Transcribe the records below exactly as they appear, omitting any pictures.

→ **Input data**
* * *

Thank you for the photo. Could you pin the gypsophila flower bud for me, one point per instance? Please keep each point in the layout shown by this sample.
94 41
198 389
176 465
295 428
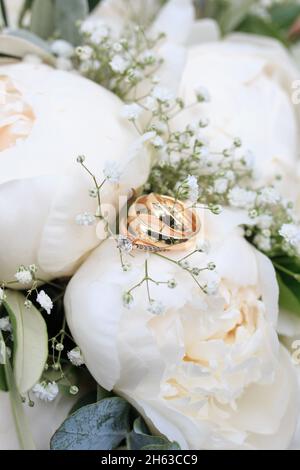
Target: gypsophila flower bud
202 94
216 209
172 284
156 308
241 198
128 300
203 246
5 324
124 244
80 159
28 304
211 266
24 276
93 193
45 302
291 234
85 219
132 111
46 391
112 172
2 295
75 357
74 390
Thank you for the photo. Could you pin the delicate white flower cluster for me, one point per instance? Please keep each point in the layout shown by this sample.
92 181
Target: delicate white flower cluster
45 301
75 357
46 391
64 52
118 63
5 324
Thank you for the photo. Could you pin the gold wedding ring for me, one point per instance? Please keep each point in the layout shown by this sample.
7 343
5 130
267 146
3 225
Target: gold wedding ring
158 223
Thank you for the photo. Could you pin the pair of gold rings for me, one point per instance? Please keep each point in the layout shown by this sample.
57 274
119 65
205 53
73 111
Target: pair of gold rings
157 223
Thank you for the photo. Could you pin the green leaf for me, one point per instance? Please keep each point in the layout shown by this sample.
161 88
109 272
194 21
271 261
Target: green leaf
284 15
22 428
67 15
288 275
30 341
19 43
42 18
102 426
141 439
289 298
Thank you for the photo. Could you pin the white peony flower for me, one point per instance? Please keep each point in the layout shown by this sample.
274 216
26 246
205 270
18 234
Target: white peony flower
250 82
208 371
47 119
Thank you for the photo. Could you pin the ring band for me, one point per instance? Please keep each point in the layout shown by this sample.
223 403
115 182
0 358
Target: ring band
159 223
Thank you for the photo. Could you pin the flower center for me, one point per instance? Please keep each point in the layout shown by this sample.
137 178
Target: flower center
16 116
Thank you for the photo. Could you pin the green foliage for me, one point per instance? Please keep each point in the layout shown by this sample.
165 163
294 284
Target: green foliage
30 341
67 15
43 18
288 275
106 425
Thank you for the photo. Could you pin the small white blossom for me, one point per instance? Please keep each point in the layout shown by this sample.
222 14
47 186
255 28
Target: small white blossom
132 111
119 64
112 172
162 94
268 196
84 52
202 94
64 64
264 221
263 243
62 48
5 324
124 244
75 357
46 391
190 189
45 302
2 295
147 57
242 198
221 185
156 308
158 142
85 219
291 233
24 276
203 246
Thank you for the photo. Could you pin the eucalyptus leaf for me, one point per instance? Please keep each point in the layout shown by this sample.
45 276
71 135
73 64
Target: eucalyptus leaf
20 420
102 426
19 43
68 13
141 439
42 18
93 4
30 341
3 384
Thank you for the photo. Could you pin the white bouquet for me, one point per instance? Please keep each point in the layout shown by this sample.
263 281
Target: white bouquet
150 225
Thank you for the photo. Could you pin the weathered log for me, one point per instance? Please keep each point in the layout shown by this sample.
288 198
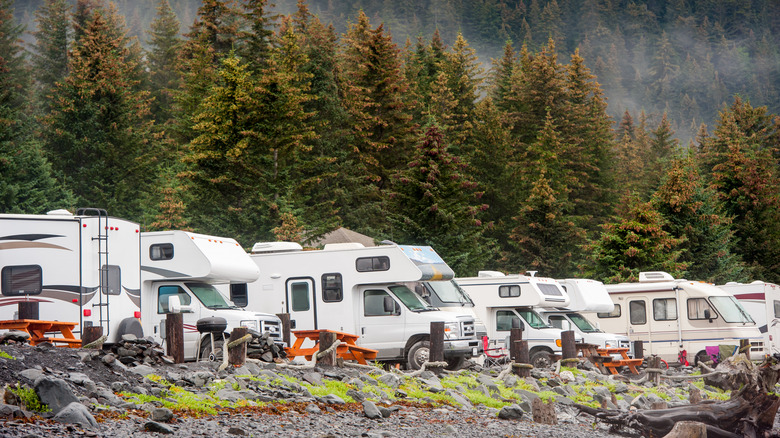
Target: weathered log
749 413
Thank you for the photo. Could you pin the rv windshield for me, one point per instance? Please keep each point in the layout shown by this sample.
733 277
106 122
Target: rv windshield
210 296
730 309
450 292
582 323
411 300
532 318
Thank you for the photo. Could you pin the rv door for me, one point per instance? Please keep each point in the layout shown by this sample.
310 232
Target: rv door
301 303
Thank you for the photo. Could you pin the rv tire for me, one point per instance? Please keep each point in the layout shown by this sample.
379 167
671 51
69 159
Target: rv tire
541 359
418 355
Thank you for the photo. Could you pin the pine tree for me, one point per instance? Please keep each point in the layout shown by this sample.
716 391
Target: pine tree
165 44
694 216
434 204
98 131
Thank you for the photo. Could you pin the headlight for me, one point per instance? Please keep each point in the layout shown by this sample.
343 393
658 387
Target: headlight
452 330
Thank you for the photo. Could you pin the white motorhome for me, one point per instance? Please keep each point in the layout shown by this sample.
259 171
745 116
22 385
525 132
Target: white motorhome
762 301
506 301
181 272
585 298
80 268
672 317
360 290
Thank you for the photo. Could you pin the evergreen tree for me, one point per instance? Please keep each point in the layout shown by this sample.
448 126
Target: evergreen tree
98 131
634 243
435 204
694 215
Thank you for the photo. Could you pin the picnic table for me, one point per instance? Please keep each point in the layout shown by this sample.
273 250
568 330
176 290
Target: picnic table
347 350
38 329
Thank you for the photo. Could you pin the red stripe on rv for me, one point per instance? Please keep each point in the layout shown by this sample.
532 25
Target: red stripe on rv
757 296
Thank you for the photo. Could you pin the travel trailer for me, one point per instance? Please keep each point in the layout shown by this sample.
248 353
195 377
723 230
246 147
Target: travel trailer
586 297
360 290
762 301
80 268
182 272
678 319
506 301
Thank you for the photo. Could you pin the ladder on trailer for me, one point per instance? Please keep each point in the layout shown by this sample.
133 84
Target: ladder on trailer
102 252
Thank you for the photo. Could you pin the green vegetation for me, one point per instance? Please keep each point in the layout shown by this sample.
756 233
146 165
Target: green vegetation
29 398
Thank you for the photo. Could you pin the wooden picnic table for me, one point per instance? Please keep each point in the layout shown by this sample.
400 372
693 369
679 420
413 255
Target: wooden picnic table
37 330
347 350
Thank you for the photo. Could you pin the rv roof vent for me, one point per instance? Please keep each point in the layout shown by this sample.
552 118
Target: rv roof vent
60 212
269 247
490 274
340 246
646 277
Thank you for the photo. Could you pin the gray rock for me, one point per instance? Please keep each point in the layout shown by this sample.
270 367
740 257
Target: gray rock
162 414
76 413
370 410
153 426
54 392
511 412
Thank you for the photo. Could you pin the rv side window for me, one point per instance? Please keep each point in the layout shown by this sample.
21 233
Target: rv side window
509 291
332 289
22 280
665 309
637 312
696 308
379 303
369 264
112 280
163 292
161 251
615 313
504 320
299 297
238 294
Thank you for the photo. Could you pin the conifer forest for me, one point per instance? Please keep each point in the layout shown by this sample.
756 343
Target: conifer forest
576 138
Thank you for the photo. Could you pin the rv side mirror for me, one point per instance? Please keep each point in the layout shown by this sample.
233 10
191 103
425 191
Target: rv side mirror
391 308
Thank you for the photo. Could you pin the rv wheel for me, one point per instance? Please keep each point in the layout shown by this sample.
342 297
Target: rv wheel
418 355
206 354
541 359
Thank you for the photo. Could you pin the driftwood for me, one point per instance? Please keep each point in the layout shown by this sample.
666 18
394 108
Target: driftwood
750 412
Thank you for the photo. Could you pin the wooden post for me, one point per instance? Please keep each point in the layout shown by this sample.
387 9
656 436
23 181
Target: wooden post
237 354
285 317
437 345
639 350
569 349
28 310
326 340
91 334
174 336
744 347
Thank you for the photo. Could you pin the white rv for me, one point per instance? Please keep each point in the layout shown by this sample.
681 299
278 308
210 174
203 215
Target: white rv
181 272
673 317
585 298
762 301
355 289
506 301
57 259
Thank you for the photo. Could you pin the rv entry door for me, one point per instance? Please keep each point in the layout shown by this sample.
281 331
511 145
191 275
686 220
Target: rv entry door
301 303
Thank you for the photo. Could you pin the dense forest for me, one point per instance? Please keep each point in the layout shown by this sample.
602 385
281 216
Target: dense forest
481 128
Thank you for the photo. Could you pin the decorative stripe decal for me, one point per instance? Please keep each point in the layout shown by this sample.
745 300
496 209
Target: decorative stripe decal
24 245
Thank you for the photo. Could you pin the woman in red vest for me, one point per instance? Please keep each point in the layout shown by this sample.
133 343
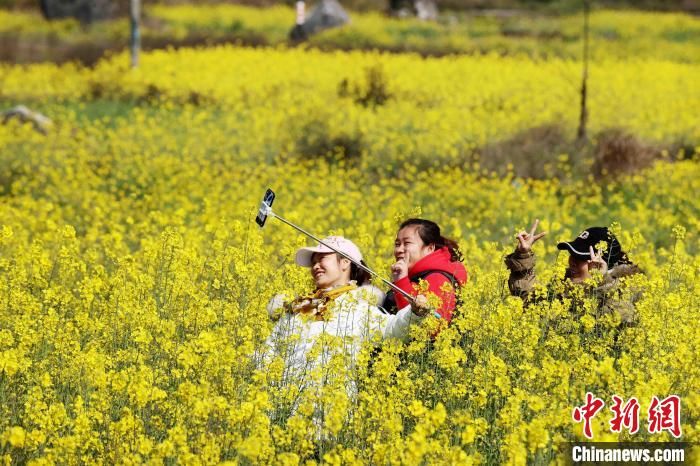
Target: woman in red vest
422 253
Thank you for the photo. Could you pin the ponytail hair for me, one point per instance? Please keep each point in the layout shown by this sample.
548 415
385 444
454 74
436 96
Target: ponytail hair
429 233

* * *

→ **Answer to this exercise**
Thank you for the photo. Could you pin the gypsophila flower bud for me, one point per instance? Please keep each point in the layout shown by this sample.
94 41
198 389
176 465
295 428
Target: gypsophila flower bud
202 94
216 209
172 284
156 308
241 198
128 300
203 246
5 324
124 244
80 159
28 304
211 266
24 276
93 193
45 302
291 234
85 219
132 111
46 391
112 172
2 295
75 357
74 390
Thank you for the photo. Could you pin the delicate white flower cluster for me, one point per instance? Please keep each point in the layout shown by this sample.
92 181
Target: delicate white flower cluster
45 301
75 357
46 391
64 52
118 63
5 324
Thank you for the photo. Could you pin the gold wedding ring for me, one point per instance? Please keep each point in the layout shown by this sample.
7 343
5 130
267 146
3 225
Target: gold wedding ring
158 223
Thank you for the photo. Could you pin the pair of gold rings for me, one point per instance? Please keep each point in the layout shown by this sample.
57 274
119 65
205 53
73 111
Target: pair of gold rings
157 223
Thank you for the photo. Could you pin the green leaf for me, one point per instance? Please keep each point in the layout shown by this sample.
161 88
109 272
194 21
271 261
Target: green leaf
284 15
22 428
67 15
288 275
30 341
19 43
42 18
102 426
141 439
289 298
Thank you for the photo. Could you pin the white peony flower for me, one point per instance? Please keep each point in the layout shown by this sample.
274 216
26 246
205 270
18 234
Target: white peony flower
250 82
208 371
47 119
Thank you for the photo. Could you pin the ring band for me, one point per instance? Please keep each point in the layout shown by this sample.
223 403
115 182
0 358
Target: ring band
159 223
Thank you for the photo. Could you pin the flower center for me, one point per instance? Please keep each point in the layout shown by this sample.
137 178
Target: flower center
16 116
Thank you for the photo. Could you pin the green foliage for me, one point per instance? Please keep each point in the layout shown by this sample.
165 163
294 284
Target: green foliage
30 341
67 15
43 18
288 275
106 425
Thank you for the photo. Could you pin the small white blossom for me, one point per instance? Please keep each point in the layout shown by this sample.
222 14
47 186
255 28
Target: small white blossom
132 111
119 64
112 172
162 94
268 196
84 52
202 94
64 64
264 221
263 243
62 48
5 324
124 244
75 357
46 391
190 189
45 302
2 295
147 57
242 198
221 185
156 308
158 142
85 219
291 233
24 276
203 246
Thank you for the photo. Could you pin the eucalyptus leaf for me, one point per instance? Please keep each point in the layout shown by this sample.
45 276
71 135
73 64
Target: eucalyptus leaf
20 420
102 426
19 43
68 13
141 439
42 18
93 4
30 341
3 384
Thank you for the photo. Could you pin the white bouquet for me, one point per instance? Please keep each point in the layout shown by this sample.
263 281
Target: white bouquet
150 225
Thank you for the photo. Could you pin the weathered log for me, one point per instance? Please keep each point in the layout shown by this sample.
288 198
Target: weathered log
749 413
Thank you for the photo. Could you pin the rv windshield for me, one point per instance? Please keep each point in the layout shown by this sample.
733 277
106 122
Target: rv windshield
210 296
730 309
450 292
582 323
411 300
532 318
Thank you for the photo. Could you pin the rv door for me, one point per instance? Please keep each point in the layout shown by this sample.
310 232
Target: rv door
301 303
Thank you for the photo. Could you pin the rv tire for me, one point per instance? Please keep each point in the layout shown by this sample.
379 167
671 51
69 159
Target: rv tire
541 359
418 355
Thank you for the photo. Could you pin the pine tree for me, one point per instance? Please keep each point in the layout shown by this sample.
716 391
Target: pine tree
165 44
694 216
434 204
98 131
Thank you for the photo. Could you pin the headlight for me, one point per instance? Please keep each point in the layout shown by this sample.
343 393
658 387
Target: headlight
452 330
Thank you for the photo. Could you pin the white motorhome for me, one point per instance? Please keep each point in the layout shown by this sample.
259 171
745 116
22 385
525 132
Target: white motorhome
762 301
506 301
181 272
585 298
80 268
672 317
360 290
Thank you for the photo. Could you pin the evergreen tree for me, one point per instance? Please keep each point in the layout shown by this sample.
448 126
Target: evergreen tree
98 131
634 243
435 204
694 215
Thank you for the photo. Could you pin the picnic table for me, one point per instance? Please keep each point in the layout shown by this sample.
273 250
568 330
176 290
Target: picnic table
347 350
38 329
Thank you for the photo. Could you pin the red stripe on rv for me, one point per instance? Please keep each point in the layout shown by this sample.
532 25
Target: red stripe on rv
757 296
Thank you for the photo. Could you pin the travel trailer for me, one point per instance? Please keep each point in the layout shown by this sample.
248 353
195 377
723 230
246 147
Target: travel trailer
586 297
360 290
762 301
80 268
182 272
678 319
506 301
Thank you for the photo. Could you pin the ladder on trailer for me, one point per instance? Please keep each point in the layout shown by this sample.
133 84
Target: ladder on trailer
102 252
Thank you for the photo. Could you pin the green vegetation for me, one point per instance? Please keep each point in the layout shown by this sample.
756 233
146 165
Target: green vegetation
29 398
Thank you for the photo. Could you pin the wooden picnic table for me, one point per instance? Please keep each point in the layout shown by this sample.
400 372
693 369
679 420
413 255
Target: wooden picnic table
37 330
347 350
Thank you for the photo. Could you pin the rv roof vent for me, one point per instance? Please keep each point in the layout shown by this sample.
552 118
Target: rv roof vent
60 212
269 247
490 274
340 246
646 277
Thank you for the photo. Could you pin the gray rock for me, one point per instance? Please keep each point in the layout shown by this sample.
270 367
740 257
Target: gray rock
162 414
76 413
370 410
153 426
54 392
511 412
Thank you for the photo. Could you pin the rv side window for me, one point per instance? Please keep each point in the layout shown by this sample.
21 233
Target: rv side window
509 291
332 289
22 280
665 309
637 312
696 308
379 303
369 264
112 280
163 292
161 251
615 313
504 320
299 297
238 294
Thank you for the photo. Could you pin the conifer forest for me, one point per instance? Please keep each point in the layout shown by this sample.
756 343
Target: conifer forest
576 138
Thank you for the photo. Could you pin the rv side mirror for me, one point per instance? Please keep each point in the layout shown by this sample.
233 10
191 103
425 191
Target: rv side mirror
391 308
Thank you for the photo. Could you pin the rv wheel for me, one point per instance? Please keep each point in the layout shown by this sample.
342 297
Target: rv wheel
418 355
206 354
541 359
Thank you for the photo. Could you pin the driftwood for me, one point per instance? Please keep each point in the layout shown by this sample.
666 18
394 108
Target: driftwood
750 412
Thank you for the photo. Could you pin the wooden post for me, one point per instance? Please keep each point in the layout shown by this sample.
387 9
656 436
23 181
Target: wooden post
237 354
285 317
437 345
639 350
569 349
28 310
326 340
91 334
174 336
744 347
Thank you for the photo. Could you pin the white rv for me, one point per instance? Please keep each point in the layout shown by this sample.
681 299
278 308
210 174
203 215
Target: white rv
181 272
673 317
585 298
762 301
355 289
506 301
57 259
Thank you for the photo. Could you pin the rv entry door for me, one point per instance? Please keep each point in the layout shown by this sample.
281 331
511 145
191 275
686 220
Target: rv entry door
301 303
Thank you for the photo. Could you pin the dense forest for me, one point per instance? Please keep each point in the layout shown by this sample.
602 385
281 216
Target: dense forest
481 128
Thank you for the photo. Could you pin the decorative stripe decal for me, one point per instance? Please keep each point in the layout shown by this sample.
745 300
496 209
Target: decorative stripe decal
24 245
Thank you for the photo. Could you pin the woman in red vest for me, one point per instance? Please keep each point in the layout shown by this sample.
133 343
Target: woman in red vest
422 253
Thank you for the photo. Could you pin the ponytail hair for me, one point per instance? Please keep each point in the layout shown by this sample.
548 415
385 444
454 74
436 96
Target: ponytail hair
429 233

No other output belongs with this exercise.